Dataset extract
===

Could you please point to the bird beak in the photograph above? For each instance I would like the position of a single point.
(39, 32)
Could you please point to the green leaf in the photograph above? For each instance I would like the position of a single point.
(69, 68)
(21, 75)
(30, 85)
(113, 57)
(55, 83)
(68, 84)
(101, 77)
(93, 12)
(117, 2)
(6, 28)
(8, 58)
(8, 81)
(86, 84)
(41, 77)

===

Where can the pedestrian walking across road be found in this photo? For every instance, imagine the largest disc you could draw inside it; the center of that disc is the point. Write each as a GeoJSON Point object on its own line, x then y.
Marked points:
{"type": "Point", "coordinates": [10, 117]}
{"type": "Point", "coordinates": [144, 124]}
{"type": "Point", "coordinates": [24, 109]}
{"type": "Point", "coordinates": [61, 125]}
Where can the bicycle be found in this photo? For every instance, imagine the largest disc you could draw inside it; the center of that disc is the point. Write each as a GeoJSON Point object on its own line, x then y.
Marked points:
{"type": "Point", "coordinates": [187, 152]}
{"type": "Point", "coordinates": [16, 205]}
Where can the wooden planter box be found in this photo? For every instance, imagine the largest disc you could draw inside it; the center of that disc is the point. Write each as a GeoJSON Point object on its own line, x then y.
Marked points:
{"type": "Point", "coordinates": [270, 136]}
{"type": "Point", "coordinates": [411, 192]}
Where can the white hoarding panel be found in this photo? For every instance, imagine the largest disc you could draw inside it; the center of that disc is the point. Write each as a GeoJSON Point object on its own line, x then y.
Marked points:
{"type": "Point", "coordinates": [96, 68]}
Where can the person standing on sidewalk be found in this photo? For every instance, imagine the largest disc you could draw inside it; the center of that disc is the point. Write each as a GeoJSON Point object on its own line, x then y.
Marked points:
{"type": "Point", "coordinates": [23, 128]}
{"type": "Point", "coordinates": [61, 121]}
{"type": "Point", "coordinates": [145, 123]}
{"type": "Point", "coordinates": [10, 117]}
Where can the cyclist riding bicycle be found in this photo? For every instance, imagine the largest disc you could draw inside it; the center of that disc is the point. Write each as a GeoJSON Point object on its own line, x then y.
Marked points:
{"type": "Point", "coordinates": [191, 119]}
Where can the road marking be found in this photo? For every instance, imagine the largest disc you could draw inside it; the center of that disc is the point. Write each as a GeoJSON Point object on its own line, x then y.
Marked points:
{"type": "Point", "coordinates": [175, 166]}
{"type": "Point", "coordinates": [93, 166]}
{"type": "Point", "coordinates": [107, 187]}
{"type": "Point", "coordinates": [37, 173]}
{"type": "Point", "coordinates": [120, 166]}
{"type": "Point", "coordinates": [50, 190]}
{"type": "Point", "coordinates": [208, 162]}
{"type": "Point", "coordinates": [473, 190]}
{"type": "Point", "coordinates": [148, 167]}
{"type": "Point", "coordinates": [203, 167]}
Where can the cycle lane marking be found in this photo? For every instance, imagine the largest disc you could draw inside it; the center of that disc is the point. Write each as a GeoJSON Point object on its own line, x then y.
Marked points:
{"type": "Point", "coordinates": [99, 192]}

===

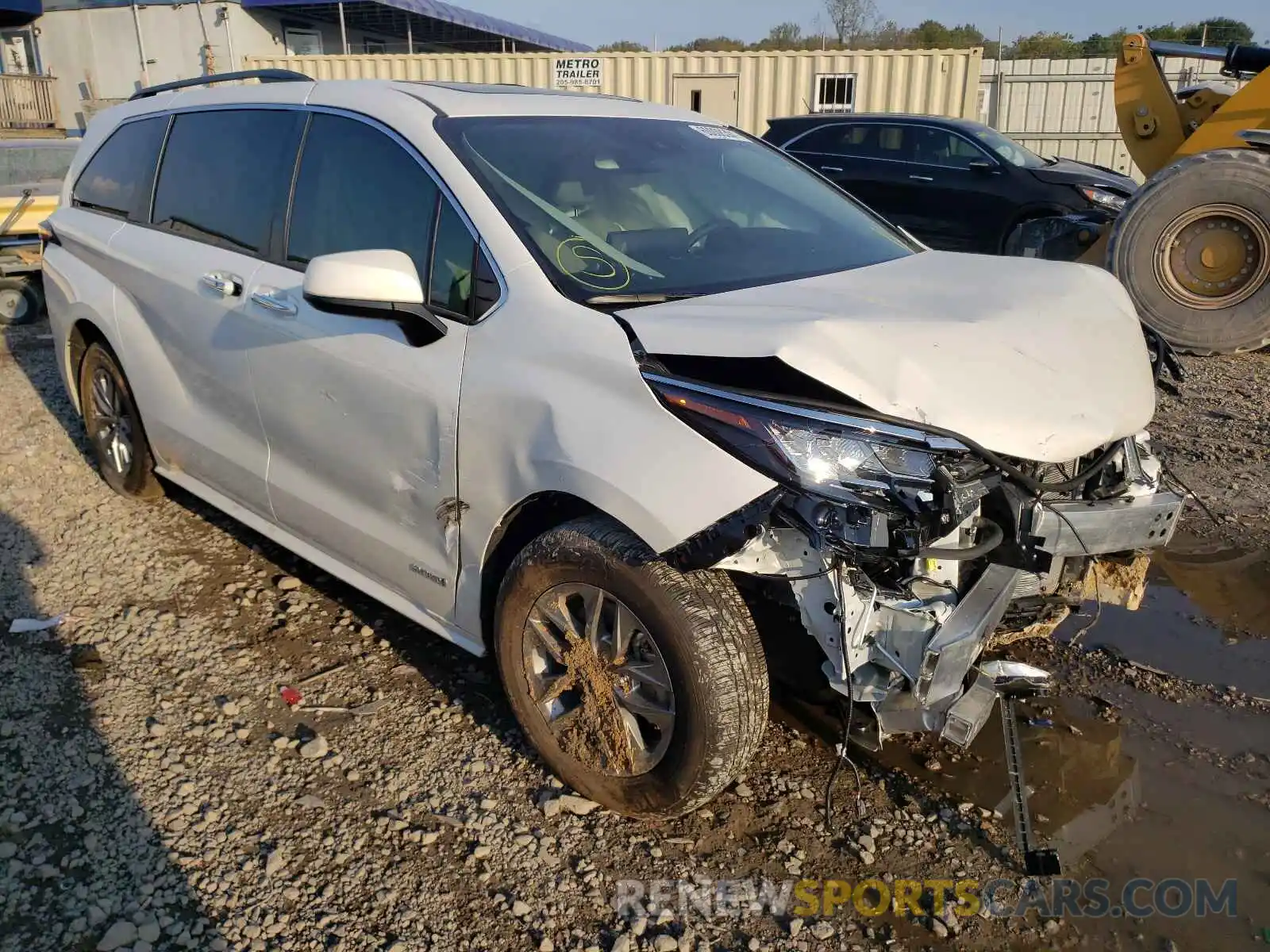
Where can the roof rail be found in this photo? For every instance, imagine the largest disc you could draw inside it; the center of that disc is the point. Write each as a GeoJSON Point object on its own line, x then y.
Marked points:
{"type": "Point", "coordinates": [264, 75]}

===

Assigned task
Search the records for the string "bicycle" and return every line in which it occurs.

Output of the exercise
Where can the bicycle be found in this photo? For every instance, imagine the largest disc you could draw inside it; the center of that disc is the point. Write each as a GeoJSON Point object on its own line, x then y.
Where can the cyclist riding bicycle be found in this photo? For every instance, imagine the largest disc you could draw inside it; the center of that disc is the point. Write each as a GeoJSON Point object on its own line, x then y.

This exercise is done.